▶ **Action item**: Each line of the data below that contains "picture" must be copied.

▶ **Entries shown**:
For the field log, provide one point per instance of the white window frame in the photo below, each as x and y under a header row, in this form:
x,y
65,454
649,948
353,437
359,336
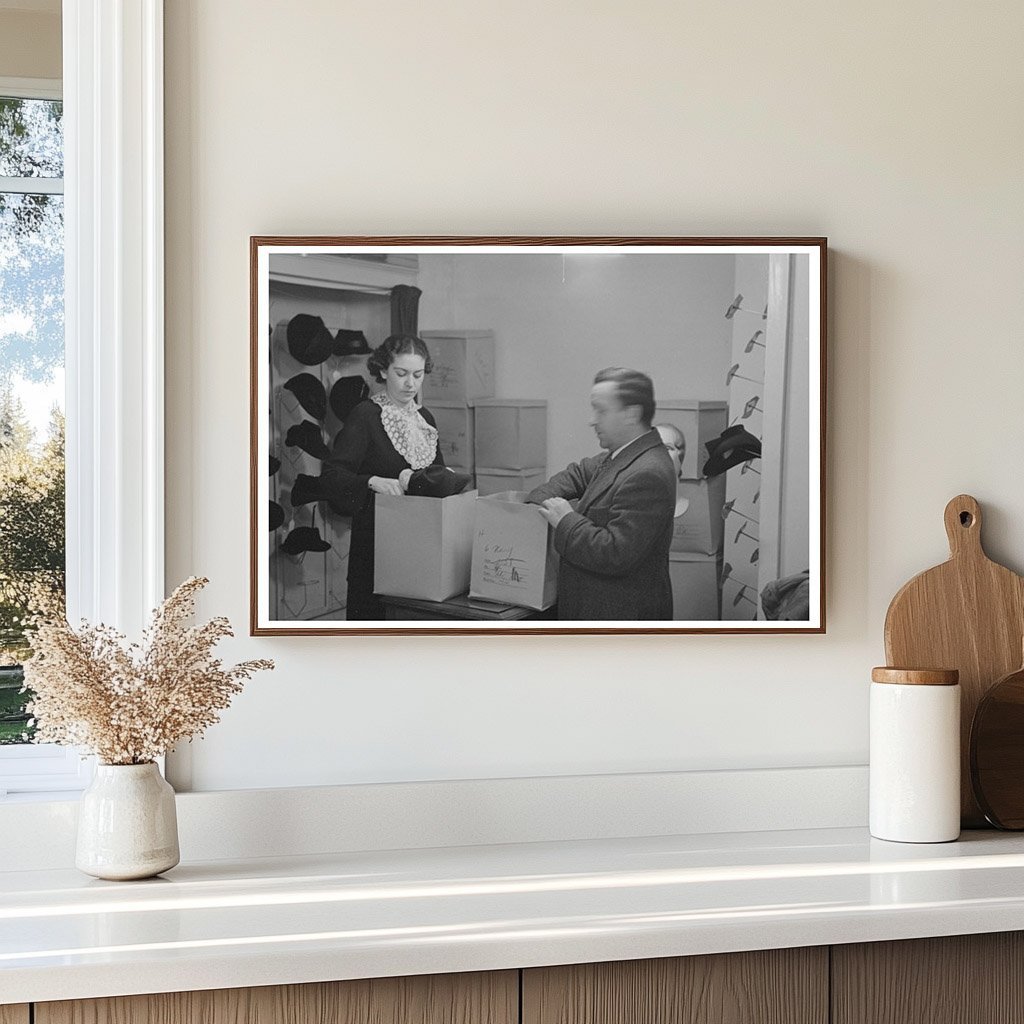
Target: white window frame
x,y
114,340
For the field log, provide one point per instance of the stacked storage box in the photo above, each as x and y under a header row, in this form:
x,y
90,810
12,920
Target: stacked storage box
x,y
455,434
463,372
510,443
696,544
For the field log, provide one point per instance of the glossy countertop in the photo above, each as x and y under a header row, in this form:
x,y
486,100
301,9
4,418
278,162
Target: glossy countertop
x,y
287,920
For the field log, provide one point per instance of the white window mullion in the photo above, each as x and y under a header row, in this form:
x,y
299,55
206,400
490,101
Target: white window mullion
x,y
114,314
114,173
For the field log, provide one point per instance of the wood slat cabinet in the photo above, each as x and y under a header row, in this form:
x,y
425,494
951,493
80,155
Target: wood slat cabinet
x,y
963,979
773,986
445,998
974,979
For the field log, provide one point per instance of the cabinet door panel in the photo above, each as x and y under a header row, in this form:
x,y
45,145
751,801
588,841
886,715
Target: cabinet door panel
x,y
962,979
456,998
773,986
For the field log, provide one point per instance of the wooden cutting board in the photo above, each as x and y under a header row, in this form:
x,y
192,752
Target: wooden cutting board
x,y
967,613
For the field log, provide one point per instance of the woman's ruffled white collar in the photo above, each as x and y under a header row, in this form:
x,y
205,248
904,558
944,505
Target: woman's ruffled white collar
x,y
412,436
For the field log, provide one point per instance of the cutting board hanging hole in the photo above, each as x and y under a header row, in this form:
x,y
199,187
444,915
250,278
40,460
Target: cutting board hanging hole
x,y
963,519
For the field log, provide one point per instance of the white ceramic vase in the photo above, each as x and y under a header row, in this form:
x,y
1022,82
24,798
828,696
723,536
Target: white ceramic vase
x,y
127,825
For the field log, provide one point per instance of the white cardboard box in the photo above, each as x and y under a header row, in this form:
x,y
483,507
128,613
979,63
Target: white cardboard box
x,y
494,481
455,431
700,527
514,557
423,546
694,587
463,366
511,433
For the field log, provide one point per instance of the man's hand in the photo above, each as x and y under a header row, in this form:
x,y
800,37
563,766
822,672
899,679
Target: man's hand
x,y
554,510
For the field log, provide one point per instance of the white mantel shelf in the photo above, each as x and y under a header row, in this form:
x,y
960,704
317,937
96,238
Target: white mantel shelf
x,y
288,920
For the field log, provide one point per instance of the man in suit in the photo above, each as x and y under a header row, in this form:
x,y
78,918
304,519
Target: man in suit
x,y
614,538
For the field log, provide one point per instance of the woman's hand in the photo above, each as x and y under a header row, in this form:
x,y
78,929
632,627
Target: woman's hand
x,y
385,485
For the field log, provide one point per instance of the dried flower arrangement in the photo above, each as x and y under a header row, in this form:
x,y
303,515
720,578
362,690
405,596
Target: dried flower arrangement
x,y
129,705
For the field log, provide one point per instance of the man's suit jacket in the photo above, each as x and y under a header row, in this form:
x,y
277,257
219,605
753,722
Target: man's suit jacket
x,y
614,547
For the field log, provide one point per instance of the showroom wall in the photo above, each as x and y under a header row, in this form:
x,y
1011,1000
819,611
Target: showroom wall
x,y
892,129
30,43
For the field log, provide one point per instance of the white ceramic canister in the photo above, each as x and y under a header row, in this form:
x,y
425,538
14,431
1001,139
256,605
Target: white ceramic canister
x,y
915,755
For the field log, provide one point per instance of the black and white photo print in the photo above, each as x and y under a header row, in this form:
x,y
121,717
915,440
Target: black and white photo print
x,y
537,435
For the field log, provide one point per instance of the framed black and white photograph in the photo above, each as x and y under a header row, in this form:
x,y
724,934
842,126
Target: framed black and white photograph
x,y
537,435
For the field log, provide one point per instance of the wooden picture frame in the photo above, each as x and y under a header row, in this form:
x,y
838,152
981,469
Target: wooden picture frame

▶ **Task response**:
For the field log, provide one point per instance of the wooden picture frame in the photo above, each as x and y under a header row, in this form:
Target: wooden picture frame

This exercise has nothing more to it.